Collected data entries
-=-=-=-=-

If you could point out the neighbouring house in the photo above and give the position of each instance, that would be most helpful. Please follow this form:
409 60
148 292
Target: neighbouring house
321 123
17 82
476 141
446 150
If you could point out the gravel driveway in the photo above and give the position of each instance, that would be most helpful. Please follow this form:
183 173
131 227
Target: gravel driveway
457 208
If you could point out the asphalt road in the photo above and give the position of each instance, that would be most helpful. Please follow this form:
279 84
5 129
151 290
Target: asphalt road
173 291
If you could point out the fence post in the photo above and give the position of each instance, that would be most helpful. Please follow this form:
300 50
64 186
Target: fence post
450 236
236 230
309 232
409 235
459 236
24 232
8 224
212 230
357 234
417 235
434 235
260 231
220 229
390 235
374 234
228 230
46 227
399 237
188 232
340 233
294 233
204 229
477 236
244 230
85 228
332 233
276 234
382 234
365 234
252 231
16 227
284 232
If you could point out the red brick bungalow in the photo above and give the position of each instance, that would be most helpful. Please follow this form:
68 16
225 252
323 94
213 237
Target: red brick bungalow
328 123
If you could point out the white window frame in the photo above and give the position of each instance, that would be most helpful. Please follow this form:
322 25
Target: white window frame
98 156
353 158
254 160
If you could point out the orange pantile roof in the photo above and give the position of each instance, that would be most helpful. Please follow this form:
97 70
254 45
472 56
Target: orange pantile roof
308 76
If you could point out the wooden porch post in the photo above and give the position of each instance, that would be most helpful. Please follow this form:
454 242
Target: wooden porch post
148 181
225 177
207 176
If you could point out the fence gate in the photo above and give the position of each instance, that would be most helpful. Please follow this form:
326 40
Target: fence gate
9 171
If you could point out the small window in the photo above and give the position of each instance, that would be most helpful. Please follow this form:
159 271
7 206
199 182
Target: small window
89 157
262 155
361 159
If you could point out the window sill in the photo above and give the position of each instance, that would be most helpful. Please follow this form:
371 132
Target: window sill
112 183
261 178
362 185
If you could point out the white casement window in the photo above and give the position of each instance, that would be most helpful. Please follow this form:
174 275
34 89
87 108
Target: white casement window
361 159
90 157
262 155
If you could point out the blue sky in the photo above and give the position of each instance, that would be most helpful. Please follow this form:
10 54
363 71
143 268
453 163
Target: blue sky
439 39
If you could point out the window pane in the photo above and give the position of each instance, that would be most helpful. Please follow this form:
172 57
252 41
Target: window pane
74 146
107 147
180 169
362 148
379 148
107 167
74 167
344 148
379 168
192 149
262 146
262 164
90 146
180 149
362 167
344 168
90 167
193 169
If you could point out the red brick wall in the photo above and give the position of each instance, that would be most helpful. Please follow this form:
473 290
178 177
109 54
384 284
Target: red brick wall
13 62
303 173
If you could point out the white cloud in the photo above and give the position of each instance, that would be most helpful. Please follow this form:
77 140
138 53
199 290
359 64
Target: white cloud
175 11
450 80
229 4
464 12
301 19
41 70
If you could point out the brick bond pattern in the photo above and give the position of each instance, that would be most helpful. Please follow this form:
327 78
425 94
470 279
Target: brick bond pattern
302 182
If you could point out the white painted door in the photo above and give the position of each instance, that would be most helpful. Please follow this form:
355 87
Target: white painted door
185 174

-=-=-=-=-

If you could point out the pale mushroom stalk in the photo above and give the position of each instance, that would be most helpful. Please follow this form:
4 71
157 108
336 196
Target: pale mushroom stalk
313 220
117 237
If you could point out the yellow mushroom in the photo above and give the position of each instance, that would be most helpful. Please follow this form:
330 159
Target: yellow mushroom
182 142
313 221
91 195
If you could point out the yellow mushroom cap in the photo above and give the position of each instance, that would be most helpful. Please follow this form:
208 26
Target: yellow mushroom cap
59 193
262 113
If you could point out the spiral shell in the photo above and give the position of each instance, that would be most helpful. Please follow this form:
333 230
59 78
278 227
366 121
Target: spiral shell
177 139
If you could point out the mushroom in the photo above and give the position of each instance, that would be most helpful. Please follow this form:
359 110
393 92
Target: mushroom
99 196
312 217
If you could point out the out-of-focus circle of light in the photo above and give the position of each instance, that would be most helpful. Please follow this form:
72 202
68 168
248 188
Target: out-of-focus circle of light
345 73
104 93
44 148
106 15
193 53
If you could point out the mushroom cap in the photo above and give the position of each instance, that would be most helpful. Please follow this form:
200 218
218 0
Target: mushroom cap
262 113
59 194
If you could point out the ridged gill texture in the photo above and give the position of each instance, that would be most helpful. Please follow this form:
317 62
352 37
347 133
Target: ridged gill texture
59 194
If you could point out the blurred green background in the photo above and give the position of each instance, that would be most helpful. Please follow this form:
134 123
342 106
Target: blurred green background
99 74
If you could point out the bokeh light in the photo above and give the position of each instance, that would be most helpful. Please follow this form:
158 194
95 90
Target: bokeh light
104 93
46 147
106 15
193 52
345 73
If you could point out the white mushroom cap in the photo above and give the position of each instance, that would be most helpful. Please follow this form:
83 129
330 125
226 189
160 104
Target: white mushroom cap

-=-=-=-=-

**Assignment:**
All that belongs in your answer is the stretch of entries above from the line with "Target: ridged gill texture" through the line with "If you could point out the bokeh", printed exactly.

**Expected answer:**
Target: ridged gill texture
59 194
If you could point out the blurred green background in the photo above and give the position of each instance, that would be most helpful. Please follow this form:
134 123
342 106
Target: blurred green background
99 74
If you could point out the bokeh light in the photo above and give the position of each instance, that would be most helpful. Please follow this form:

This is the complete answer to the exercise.